Repeat the records exactly. Every line must match.

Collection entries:
- - - - -

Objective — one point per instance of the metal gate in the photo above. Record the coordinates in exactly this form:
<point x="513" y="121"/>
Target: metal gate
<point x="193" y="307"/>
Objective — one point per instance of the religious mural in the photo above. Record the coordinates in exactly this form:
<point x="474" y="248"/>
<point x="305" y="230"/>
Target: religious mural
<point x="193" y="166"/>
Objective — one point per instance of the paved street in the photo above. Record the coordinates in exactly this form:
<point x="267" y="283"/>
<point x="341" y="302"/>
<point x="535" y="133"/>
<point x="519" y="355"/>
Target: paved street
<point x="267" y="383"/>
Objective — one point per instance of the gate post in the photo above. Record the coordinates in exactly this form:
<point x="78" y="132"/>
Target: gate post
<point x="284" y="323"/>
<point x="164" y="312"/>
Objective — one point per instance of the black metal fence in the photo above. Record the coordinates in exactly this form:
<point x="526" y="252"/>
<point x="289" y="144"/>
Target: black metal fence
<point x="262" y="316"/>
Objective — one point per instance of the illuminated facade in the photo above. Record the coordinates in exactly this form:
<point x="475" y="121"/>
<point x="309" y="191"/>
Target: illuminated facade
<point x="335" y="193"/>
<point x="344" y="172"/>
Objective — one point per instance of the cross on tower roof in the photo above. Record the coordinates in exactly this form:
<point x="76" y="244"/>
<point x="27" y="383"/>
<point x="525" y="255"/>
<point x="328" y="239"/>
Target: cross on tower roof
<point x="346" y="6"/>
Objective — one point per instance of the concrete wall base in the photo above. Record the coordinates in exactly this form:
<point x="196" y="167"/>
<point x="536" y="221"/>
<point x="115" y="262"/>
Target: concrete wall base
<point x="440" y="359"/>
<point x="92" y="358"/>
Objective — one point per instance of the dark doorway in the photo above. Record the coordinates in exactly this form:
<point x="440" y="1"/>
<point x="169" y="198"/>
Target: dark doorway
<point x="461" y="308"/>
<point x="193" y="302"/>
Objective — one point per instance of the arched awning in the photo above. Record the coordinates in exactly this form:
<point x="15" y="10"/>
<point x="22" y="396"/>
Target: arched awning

- - - - -

▸ YOUR SOLUTION
Objective — one point per instance of the metal gate in the photo above. Record the coordinates in exactly this form:
<point x="513" y="121"/>
Target: metal gate
<point x="193" y="307"/>
Objective — one point per instance of the religious mural in the photo above. Record the coordinates in exactly this form:
<point x="474" y="248"/>
<point x="305" y="230"/>
Target: religious mural
<point x="193" y="166"/>
Objective — one point per instance of the paved street in the photo above. Record the coordinates in exactly this form:
<point x="267" y="283"/>
<point x="341" y="302"/>
<point x="535" y="133"/>
<point x="519" y="355"/>
Target: paved street
<point x="267" y="383"/>
Objective — one point per instance of the gate post in the photo above. Record the coordinates in exactly this form:
<point x="78" y="132"/>
Target: gate post
<point x="284" y="323"/>
<point x="164" y="312"/>
Objective — one point per instance of the black metal fence in the photo above. Record the coordinates in exactly this form:
<point x="526" y="252"/>
<point x="289" y="144"/>
Target: black metal fence
<point x="262" y="316"/>
Objective — one point per instance of the illuminated facade in the photo above. Record the coordinates in exactly this form:
<point x="475" y="121"/>
<point x="309" y="191"/>
Target: illuminated facade
<point x="335" y="193"/>
<point x="344" y="172"/>
Objective — one point per instance of the cross on tower roof in the photo above. Record the coordinates in exactly this form:
<point x="76" y="244"/>
<point x="27" y="383"/>
<point x="525" y="255"/>
<point x="328" y="239"/>
Target: cross on tower roof
<point x="346" y="6"/>
Objective — one point per instance of the concrete wall base in the photo above. Record the coordinates in exactly this form:
<point x="196" y="167"/>
<point x="536" y="221"/>
<point x="115" y="262"/>
Target: concrete wall base
<point x="440" y="359"/>
<point x="92" y="358"/>
Objective — one point per instance of the dark doorway in the photo above. Record the coordinates in exactly this form:
<point x="440" y="1"/>
<point x="169" y="198"/>
Target: dark doorway
<point x="461" y="308"/>
<point x="193" y="302"/>
Objective — one point per instance of the arched awning in the photo above. Record the coordinates in exactly this form:
<point x="15" y="10"/>
<point x="22" y="396"/>
Target: arched awning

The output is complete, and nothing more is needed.